## PROBLEM DETAILS
Transcribe the line with "Would you please tag the cow's belly" and all the lines that follow it in the material below, exactly as they stand.

## MATERIAL SUPPLIED
========================
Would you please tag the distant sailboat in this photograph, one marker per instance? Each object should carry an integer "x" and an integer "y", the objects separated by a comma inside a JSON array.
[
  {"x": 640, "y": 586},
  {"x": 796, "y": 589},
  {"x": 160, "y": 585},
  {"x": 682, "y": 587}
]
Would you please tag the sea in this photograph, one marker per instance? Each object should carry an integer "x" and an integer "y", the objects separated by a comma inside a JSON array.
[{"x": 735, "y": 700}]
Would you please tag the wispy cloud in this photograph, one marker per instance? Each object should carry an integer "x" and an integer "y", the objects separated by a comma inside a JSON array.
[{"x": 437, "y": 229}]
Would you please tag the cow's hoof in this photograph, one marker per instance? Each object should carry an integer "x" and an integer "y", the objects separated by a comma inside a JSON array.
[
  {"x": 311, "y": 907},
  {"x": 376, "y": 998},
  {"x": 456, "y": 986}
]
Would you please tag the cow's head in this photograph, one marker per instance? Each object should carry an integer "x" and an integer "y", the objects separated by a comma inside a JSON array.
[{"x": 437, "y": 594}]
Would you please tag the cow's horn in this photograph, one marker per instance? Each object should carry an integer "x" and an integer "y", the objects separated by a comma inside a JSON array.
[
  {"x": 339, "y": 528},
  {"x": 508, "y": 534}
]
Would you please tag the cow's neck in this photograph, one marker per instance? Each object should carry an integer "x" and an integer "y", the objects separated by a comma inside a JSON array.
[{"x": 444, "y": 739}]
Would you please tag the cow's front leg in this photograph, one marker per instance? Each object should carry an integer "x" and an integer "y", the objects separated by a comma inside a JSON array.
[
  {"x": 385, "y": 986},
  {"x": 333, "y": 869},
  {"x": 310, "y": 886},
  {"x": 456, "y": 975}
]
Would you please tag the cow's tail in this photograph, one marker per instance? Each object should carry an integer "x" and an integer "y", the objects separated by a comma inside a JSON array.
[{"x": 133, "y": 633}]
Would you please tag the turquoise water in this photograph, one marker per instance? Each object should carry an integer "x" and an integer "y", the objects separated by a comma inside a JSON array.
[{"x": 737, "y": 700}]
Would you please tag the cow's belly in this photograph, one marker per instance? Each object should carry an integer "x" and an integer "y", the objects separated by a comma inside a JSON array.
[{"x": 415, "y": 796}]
========================
## RESPONSE
Would you please tag the cow's belly in this photograph, one marker per instance? Each object should carry an integer "x" and an integer "y", the objects separated by a comma inside a JSON array.
[{"x": 415, "y": 796}]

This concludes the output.